Can you write out, exactly as they appear, the items that begin with the line containing "walking with a single point, one per instance." and run through the end of the items, including both of those ends?
-- Start Available records --
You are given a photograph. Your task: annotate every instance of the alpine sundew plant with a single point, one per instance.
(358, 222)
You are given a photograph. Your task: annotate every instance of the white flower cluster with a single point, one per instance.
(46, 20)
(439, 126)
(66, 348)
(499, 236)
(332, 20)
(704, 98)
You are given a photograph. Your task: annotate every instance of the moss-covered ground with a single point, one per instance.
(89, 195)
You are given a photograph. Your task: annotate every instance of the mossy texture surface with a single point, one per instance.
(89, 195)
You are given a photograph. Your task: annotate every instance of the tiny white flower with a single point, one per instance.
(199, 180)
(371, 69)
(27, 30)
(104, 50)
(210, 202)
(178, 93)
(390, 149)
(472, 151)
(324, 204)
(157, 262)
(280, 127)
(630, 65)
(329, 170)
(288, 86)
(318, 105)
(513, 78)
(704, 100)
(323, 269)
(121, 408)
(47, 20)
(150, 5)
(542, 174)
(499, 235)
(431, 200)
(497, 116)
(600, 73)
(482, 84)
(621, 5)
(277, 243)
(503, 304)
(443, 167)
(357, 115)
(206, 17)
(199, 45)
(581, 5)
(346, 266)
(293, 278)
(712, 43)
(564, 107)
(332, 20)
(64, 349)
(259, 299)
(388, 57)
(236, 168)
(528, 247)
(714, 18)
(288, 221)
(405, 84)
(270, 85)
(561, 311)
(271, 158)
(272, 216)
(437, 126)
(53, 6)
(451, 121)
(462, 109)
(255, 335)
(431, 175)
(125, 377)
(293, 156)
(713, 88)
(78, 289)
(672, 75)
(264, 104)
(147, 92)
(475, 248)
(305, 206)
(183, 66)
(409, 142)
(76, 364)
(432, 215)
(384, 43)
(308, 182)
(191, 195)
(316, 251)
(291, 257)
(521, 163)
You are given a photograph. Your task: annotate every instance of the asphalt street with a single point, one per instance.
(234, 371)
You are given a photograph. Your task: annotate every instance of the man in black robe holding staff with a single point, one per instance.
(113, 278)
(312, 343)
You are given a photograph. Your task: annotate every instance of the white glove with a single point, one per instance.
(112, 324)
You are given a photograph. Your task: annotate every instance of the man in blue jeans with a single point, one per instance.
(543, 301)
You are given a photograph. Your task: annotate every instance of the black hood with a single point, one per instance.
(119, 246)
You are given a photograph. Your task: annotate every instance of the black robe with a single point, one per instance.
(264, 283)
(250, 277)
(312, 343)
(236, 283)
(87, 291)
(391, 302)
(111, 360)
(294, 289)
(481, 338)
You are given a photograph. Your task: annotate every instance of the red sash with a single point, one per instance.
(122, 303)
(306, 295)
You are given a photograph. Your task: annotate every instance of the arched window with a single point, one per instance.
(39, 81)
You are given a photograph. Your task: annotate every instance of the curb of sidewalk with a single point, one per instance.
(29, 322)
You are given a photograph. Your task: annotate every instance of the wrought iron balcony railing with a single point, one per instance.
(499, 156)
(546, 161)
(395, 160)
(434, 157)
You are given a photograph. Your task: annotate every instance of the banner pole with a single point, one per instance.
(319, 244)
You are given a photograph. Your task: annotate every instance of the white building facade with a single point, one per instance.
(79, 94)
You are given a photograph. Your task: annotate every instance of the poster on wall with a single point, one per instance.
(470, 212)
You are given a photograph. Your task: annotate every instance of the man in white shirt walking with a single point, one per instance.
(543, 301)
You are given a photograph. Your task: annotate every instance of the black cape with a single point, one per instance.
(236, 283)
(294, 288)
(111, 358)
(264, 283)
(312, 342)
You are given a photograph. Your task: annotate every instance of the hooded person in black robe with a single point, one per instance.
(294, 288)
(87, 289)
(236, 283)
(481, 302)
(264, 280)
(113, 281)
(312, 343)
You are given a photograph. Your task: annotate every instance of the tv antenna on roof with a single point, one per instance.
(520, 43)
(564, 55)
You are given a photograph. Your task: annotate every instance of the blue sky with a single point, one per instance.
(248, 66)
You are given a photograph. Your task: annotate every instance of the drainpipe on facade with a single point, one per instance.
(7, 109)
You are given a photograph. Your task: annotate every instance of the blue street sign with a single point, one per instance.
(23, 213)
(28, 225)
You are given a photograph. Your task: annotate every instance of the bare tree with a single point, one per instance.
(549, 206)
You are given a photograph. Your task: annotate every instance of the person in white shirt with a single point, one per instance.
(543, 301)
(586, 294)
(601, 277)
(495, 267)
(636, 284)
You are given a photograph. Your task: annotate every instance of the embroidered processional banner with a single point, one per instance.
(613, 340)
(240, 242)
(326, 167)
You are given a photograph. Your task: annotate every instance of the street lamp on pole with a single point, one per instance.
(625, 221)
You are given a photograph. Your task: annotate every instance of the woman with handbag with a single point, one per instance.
-- End Available records --
Solution:
You are given a photograph. Your task: annotate every instance of the man in white shirt walking with a single point, one per instance.
(543, 301)
You are given a photograph. Your task: annotate every instance of the black cape with a single point, one per instance.
(236, 283)
(294, 288)
(111, 358)
(264, 283)
(312, 342)
You are given a photograph. Your task: annotate every instance of the hooded person in black robe with a single point, one per instance.
(294, 288)
(87, 289)
(236, 283)
(481, 302)
(264, 280)
(113, 281)
(312, 343)
You are given a photograph. Your task: annotate every instance of the tv antenna on roof with a single point, one per instance.
(520, 43)
(564, 55)
You are given a photograph. Your task: annotate every instance of the blue sky with a single point, one per instance.
(248, 66)
You are given a photograph. Your task: annotate every instance of the drainpipe on facade with a single point, one per instance.
(7, 109)
You are given a photograph. Your task: annotate every instance of the blue street sign with a single point, one per instance.
(23, 213)
(28, 225)
You are given a photograph. Your task: annotate every instance of the bare tree with a single point, one per instance.
(549, 206)
You are given a photograph. Your task: annotate every instance of the person in white shirt with a single point, one per instance.
(543, 301)
(586, 294)
(601, 277)
(495, 267)
(636, 284)
You are given a photograph. Your task: annotate every instance of the embroidered processional banner with a single point, one per instance.
(613, 340)
(240, 242)
(326, 167)
You are given a photograph. Your task: annotate every instance of the street lamp on pole with a single point, one per instance.
(625, 221)
You are given a photograph. Your task: annotate every instance of the woman with handbag with a single point, one per instance.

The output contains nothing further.